Short task A: Can you reproduce the stretch of the press release from "March 18, 2005" through "Center on campus." word for word?
Short task B: How many lines of the entries contain the string "grass", with case counting? Reply with the number alone.

Document:
━━━━━━━━━━━━━━━━
March 18, 2005
Contact: Terry J. San Filippo
Cal Poly College of Liberal Arts
(805) 756-1216
Middle East Peace To Be Discussed in Dialogue Session
SAN LUIS OBISPO - A panel of Jews and Palestinians will gather at Cal Poly on Sunday, April 10, in a "Living Room Dialogue" concerning peace in the Middle East. The group will meet from 1 to 3:30 p.m. in the Pavilion of the Christopher Cohan Center on campus.
Panelists, facilitated by husband-and-wife team Len and Libby Traubman, will "speak from the heart" and share personal narratives in this free public forum. The Traubmans are founders of the Jewish-Palestinian Living Room Dialogue Group, which Len Traubman calls the "oldest sustained dialogue group of its kind in North America."
━━━━━━━━━━━━━━━━
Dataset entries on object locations
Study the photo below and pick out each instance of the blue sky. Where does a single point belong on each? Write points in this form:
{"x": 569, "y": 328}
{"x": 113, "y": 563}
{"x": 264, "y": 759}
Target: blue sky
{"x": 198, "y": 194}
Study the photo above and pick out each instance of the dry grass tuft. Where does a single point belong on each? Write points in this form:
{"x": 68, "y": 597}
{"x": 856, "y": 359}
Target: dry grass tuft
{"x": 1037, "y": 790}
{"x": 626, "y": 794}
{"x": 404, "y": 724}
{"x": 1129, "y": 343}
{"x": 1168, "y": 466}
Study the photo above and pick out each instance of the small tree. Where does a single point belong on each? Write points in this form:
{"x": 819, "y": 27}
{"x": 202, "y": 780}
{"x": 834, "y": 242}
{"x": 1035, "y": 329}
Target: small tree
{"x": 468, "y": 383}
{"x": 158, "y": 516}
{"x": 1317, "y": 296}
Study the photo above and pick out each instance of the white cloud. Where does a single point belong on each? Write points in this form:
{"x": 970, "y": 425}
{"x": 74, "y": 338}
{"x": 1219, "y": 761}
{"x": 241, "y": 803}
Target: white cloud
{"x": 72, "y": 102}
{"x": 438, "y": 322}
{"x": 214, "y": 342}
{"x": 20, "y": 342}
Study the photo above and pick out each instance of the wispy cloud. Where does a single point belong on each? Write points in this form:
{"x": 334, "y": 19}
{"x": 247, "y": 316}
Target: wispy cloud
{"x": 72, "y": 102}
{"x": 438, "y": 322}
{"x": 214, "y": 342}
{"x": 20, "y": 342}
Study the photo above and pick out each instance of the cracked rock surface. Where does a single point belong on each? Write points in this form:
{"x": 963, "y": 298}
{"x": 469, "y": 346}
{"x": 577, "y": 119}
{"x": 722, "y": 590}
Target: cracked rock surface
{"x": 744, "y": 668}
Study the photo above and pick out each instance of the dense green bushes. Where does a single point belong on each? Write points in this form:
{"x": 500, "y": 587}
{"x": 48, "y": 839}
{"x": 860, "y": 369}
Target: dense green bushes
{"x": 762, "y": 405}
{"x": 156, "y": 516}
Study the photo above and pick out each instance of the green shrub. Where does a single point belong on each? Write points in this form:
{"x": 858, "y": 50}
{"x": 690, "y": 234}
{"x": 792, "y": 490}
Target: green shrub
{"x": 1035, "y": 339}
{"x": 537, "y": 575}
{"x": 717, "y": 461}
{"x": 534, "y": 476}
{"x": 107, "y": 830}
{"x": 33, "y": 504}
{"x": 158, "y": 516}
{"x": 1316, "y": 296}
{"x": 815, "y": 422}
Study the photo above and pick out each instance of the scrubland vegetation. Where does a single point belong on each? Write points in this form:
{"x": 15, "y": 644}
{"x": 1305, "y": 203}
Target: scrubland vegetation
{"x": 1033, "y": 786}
━━━━━━━━━━━━━━━━
Full output A:
March 18, 2005
Contact: Terry J. San Filippo
Cal Poly College of Liberal Arts
(805) 756-1216
Middle East Peace To Be Discussed in Dialogue Session
SAN LUIS OBISPO - A panel of Jews and Palestinians will gather at Cal Poly on Sunday, April 10, in a "Living Room Dialogue" concerning peace in the Middle East. The group will meet from 1 to 3:30 p.m. in the Pavilion of the Christopher Cohan Center on campus.

Full output B: 2